━━ MATERIAL PROVIDED
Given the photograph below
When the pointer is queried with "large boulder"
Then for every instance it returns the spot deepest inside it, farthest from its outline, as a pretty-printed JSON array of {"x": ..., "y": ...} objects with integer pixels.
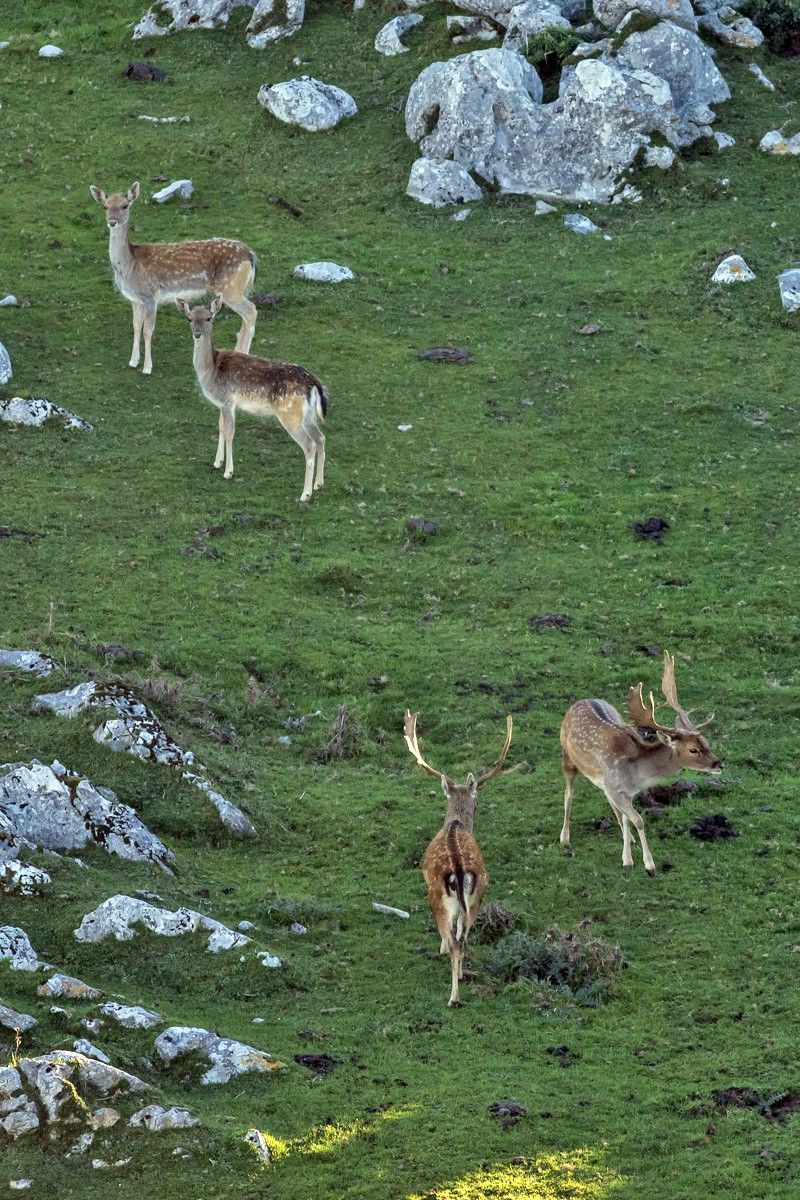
[{"x": 679, "y": 57}]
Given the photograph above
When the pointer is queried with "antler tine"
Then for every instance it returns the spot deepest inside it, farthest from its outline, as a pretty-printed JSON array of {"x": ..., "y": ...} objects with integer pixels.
[
  {"x": 498, "y": 769},
  {"x": 409, "y": 733}
]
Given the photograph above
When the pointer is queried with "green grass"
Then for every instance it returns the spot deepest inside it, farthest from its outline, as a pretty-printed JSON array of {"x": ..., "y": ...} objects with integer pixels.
[{"x": 684, "y": 406}]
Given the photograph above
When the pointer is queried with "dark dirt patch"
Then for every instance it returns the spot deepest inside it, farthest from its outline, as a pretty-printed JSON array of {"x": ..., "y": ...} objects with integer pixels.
[
  {"x": 653, "y": 529},
  {"x": 507, "y": 1113},
  {"x": 456, "y": 354},
  {"x": 549, "y": 621},
  {"x": 713, "y": 827},
  {"x": 144, "y": 72},
  {"x": 774, "y": 1105}
]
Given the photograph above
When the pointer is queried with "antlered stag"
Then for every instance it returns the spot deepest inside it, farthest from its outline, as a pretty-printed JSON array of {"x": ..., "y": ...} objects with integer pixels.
[
  {"x": 452, "y": 865},
  {"x": 617, "y": 759}
]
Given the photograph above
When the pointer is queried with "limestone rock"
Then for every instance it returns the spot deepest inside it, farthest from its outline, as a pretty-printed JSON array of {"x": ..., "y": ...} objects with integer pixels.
[
  {"x": 156, "y": 1119},
  {"x": 685, "y": 63},
  {"x": 55, "y": 809},
  {"x": 36, "y": 411},
  {"x": 323, "y": 273},
  {"x": 28, "y": 660},
  {"x": 733, "y": 269},
  {"x": 67, "y": 988},
  {"x": 116, "y": 917},
  {"x": 441, "y": 181},
  {"x": 227, "y": 1057},
  {"x": 307, "y": 102},
  {"x": 389, "y": 39}
]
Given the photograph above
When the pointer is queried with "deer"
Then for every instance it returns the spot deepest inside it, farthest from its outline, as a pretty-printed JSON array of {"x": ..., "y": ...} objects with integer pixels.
[
  {"x": 234, "y": 382},
  {"x": 452, "y": 864},
  {"x": 149, "y": 274},
  {"x": 615, "y": 757}
]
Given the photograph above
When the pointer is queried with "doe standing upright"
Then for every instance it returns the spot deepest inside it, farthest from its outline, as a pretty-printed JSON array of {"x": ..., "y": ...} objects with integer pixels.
[{"x": 150, "y": 274}]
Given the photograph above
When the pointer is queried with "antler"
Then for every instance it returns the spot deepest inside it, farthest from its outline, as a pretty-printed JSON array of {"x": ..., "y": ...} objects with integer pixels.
[
  {"x": 671, "y": 695},
  {"x": 409, "y": 733},
  {"x": 498, "y": 769}
]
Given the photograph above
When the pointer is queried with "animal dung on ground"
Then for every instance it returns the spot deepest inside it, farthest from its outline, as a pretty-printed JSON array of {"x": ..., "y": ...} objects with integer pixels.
[
  {"x": 651, "y": 529},
  {"x": 144, "y": 72},
  {"x": 456, "y": 354}
]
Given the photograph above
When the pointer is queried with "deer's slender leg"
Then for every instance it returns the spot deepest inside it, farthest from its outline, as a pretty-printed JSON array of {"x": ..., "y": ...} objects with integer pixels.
[
  {"x": 138, "y": 317},
  {"x": 149, "y": 324}
]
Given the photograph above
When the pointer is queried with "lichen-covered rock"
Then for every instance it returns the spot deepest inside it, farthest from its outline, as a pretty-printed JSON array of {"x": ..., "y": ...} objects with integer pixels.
[
  {"x": 116, "y": 917},
  {"x": 441, "y": 181},
  {"x": 389, "y": 39},
  {"x": 36, "y": 411},
  {"x": 307, "y": 102},
  {"x": 131, "y": 1017},
  {"x": 67, "y": 988},
  {"x": 55, "y": 809},
  {"x": 679, "y": 57},
  {"x": 28, "y": 660},
  {"x": 228, "y": 1059},
  {"x": 611, "y": 12},
  {"x": 156, "y": 1119},
  {"x": 17, "y": 951}
]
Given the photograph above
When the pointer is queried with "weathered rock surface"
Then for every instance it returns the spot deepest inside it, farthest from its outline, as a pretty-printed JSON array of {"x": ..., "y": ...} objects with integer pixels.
[
  {"x": 228, "y": 1059},
  {"x": 142, "y": 735},
  {"x": 307, "y": 102},
  {"x": 733, "y": 269},
  {"x": 131, "y": 1017},
  {"x": 156, "y": 1119},
  {"x": 116, "y": 917},
  {"x": 17, "y": 951},
  {"x": 55, "y": 809},
  {"x": 441, "y": 181},
  {"x": 36, "y": 411},
  {"x": 679, "y": 57},
  {"x": 389, "y": 39},
  {"x": 28, "y": 660}
]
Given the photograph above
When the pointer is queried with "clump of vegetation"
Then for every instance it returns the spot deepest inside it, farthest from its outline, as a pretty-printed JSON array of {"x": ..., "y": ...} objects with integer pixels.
[{"x": 570, "y": 961}]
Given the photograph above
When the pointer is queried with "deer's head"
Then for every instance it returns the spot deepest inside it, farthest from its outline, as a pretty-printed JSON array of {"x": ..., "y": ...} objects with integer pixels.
[
  {"x": 116, "y": 205},
  {"x": 200, "y": 319},
  {"x": 690, "y": 749}
]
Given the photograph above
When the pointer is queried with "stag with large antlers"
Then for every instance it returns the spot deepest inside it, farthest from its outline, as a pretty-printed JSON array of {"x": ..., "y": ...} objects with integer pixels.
[
  {"x": 620, "y": 761},
  {"x": 452, "y": 865}
]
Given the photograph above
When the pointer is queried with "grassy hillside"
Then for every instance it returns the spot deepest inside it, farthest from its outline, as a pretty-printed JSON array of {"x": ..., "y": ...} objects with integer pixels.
[{"x": 534, "y": 460}]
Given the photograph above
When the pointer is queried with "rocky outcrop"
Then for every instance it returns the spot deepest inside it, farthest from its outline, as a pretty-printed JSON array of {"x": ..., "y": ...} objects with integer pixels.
[
  {"x": 307, "y": 102},
  {"x": 227, "y": 1057},
  {"x": 52, "y": 808}
]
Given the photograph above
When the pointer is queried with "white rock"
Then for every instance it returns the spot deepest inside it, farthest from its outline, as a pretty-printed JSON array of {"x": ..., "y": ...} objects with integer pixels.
[
  {"x": 762, "y": 78},
  {"x": 28, "y": 660},
  {"x": 5, "y": 365},
  {"x": 389, "y": 39},
  {"x": 733, "y": 269},
  {"x": 17, "y": 951},
  {"x": 228, "y": 1059},
  {"x": 440, "y": 181},
  {"x": 83, "y": 1045},
  {"x": 789, "y": 286},
  {"x": 116, "y": 917},
  {"x": 323, "y": 273},
  {"x": 578, "y": 223},
  {"x": 181, "y": 187},
  {"x": 36, "y": 411},
  {"x": 775, "y": 143},
  {"x": 307, "y": 102},
  {"x": 131, "y": 1017},
  {"x": 156, "y": 1119}
]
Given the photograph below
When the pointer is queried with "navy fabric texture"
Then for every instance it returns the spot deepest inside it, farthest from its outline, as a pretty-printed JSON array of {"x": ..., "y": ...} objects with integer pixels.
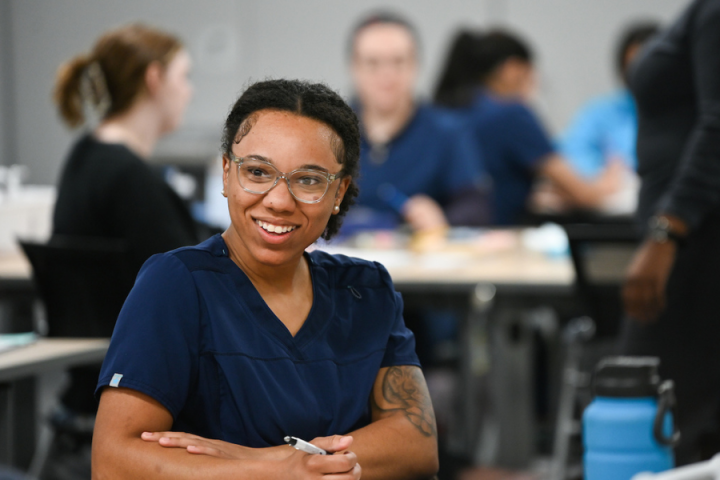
[
  {"x": 513, "y": 143},
  {"x": 195, "y": 335},
  {"x": 433, "y": 155}
]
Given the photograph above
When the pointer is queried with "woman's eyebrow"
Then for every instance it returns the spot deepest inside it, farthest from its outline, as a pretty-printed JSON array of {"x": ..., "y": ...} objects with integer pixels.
[
  {"x": 258, "y": 157},
  {"x": 311, "y": 166}
]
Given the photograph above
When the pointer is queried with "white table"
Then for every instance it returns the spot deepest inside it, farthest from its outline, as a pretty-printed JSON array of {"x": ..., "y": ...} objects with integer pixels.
[
  {"x": 494, "y": 271},
  {"x": 19, "y": 365}
]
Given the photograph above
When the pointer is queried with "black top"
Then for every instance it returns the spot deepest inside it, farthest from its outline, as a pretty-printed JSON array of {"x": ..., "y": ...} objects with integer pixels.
[
  {"x": 676, "y": 82},
  {"x": 108, "y": 191}
]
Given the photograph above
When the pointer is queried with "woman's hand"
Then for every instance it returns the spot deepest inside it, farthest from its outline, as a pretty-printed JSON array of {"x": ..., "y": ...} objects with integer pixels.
[
  {"x": 342, "y": 465},
  {"x": 214, "y": 448},
  {"x": 218, "y": 448},
  {"x": 646, "y": 280}
]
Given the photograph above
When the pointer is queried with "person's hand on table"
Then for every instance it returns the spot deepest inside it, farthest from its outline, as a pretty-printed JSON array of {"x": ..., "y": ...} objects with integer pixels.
[
  {"x": 423, "y": 213},
  {"x": 343, "y": 463}
]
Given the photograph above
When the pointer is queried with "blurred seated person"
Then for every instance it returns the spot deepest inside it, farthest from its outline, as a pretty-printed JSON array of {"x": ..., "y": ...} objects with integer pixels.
[
  {"x": 417, "y": 165},
  {"x": 134, "y": 85},
  {"x": 606, "y": 127},
  {"x": 490, "y": 79},
  {"x": 604, "y": 130}
]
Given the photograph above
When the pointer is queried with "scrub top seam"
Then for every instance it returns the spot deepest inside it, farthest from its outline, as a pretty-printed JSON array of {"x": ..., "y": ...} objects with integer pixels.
[{"x": 298, "y": 361}]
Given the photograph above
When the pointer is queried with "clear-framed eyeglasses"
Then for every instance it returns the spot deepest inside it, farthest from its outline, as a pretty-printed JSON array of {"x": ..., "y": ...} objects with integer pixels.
[{"x": 259, "y": 177}]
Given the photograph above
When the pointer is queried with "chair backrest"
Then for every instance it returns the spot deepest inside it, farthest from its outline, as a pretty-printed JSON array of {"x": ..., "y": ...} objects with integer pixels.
[
  {"x": 601, "y": 253},
  {"x": 83, "y": 282}
]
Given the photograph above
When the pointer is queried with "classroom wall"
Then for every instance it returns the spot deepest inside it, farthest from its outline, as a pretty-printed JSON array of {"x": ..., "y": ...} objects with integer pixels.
[
  {"x": 6, "y": 90},
  {"x": 233, "y": 41}
]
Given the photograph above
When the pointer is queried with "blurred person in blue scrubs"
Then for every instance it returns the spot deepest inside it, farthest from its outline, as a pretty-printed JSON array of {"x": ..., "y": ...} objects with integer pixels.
[
  {"x": 418, "y": 165},
  {"x": 606, "y": 127},
  {"x": 490, "y": 79}
]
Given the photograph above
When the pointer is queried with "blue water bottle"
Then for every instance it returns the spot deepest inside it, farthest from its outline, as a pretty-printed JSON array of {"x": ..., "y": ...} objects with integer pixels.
[{"x": 628, "y": 427}]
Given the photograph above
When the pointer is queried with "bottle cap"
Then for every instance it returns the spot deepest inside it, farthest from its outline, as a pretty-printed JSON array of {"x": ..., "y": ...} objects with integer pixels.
[{"x": 627, "y": 377}]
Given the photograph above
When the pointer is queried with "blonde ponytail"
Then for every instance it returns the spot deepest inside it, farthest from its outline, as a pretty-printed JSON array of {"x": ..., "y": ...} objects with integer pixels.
[
  {"x": 107, "y": 81},
  {"x": 67, "y": 94}
]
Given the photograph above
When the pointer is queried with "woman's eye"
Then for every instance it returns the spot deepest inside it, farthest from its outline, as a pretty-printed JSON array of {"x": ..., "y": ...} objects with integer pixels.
[
  {"x": 309, "y": 180},
  {"x": 257, "y": 172}
]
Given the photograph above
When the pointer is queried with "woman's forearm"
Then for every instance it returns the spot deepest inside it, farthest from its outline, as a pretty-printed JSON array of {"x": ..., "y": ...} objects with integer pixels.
[
  {"x": 394, "y": 448},
  {"x": 401, "y": 441},
  {"x": 115, "y": 458}
]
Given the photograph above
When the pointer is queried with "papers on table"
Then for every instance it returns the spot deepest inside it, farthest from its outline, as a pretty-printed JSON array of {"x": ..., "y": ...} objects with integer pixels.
[{"x": 9, "y": 341}]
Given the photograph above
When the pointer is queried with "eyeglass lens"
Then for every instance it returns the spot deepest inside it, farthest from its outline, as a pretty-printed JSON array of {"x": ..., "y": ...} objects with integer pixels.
[{"x": 259, "y": 177}]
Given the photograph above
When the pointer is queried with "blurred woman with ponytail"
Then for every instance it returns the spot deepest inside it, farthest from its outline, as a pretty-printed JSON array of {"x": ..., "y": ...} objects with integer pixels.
[{"x": 131, "y": 89}]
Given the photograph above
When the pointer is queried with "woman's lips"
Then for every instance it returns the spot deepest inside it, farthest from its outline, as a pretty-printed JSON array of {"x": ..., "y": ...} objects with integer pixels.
[{"x": 276, "y": 229}]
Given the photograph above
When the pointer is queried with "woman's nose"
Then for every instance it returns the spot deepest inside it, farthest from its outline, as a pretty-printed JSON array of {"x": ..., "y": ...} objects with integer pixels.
[{"x": 279, "y": 197}]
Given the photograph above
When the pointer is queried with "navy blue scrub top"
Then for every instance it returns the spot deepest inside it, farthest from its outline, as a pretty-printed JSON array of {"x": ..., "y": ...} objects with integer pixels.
[
  {"x": 434, "y": 155},
  {"x": 195, "y": 335},
  {"x": 513, "y": 143}
]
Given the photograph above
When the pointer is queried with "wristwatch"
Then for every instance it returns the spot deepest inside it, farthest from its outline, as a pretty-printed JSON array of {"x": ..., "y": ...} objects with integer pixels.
[{"x": 660, "y": 231}]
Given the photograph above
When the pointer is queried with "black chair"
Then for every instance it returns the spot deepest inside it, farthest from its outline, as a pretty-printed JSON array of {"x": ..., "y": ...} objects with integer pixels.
[
  {"x": 83, "y": 283},
  {"x": 601, "y": 253}
]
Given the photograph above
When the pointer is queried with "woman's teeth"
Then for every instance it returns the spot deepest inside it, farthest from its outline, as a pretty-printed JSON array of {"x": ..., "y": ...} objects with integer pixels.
[{"x": 269, "y": 227}]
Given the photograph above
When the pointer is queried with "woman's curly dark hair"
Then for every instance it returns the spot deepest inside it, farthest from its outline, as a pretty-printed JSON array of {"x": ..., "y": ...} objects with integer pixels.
[{"x": 311, "y": 100}]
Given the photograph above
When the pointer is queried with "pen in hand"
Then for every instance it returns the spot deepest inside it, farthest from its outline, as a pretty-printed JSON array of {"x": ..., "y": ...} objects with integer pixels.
[{"x": 304, "y": 446}]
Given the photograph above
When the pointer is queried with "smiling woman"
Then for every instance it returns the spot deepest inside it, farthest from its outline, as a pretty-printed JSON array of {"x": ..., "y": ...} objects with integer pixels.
[{"x": 225, "y": 348}]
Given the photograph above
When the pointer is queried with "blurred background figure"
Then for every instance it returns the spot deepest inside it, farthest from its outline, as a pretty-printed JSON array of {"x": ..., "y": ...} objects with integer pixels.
[
  {"x": 489, "y": 78},
  {"x": 671, "y": 289},
  {"x": 416, "y": 166},
  {"x": 133, "y": 85},
  {"x": 604, "y": 130}
]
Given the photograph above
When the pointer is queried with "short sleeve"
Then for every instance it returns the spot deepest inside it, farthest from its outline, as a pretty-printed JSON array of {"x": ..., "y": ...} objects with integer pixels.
[
  {"x": 400, "y": 348},
  {"x": 529, "y": 142},
  {"x": 155, "y": 348}
]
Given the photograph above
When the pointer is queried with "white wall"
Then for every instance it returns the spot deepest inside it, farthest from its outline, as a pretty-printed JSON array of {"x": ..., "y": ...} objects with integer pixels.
[
  {"x": 233, "y": 41},
  {"x": 6, "y": 90}
]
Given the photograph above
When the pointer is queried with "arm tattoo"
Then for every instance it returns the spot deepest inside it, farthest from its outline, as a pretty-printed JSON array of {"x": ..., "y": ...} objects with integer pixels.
[{"x": 404, "y": 390}]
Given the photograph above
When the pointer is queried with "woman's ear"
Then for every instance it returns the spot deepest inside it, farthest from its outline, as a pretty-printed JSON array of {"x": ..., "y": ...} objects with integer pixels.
[
  {"x": 342, "y": 188},
  {"x": 226, "y": 174},
  {"x": 154, "y": 77}
]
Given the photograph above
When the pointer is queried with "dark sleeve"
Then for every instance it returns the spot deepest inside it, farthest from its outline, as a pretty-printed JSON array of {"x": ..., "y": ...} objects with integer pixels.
[
  {"x": 696, "y": 189},
  {"x": 150, "y": 215},
  {"x": 400, "y": 348},
  {"x": 154, "y": 348},
  {"x": 467, "y": 184},
  {"x": 528, "y": 141}
]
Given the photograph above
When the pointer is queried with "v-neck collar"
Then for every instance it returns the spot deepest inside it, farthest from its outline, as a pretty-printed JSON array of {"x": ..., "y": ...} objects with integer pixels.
[{"x": 263, "y": 316}]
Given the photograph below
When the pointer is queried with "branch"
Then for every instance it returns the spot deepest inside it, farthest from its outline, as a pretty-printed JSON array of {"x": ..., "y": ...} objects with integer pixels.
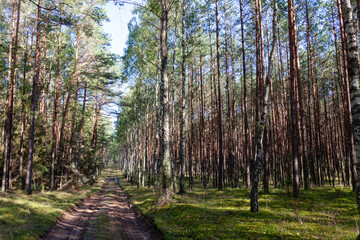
━━━━
[SHORT EXERCISE]: Count the lines in the records above that contain the string "sleeve", treating case as significant, and reply with only that number.

[CORRECT RESPONSE]: 2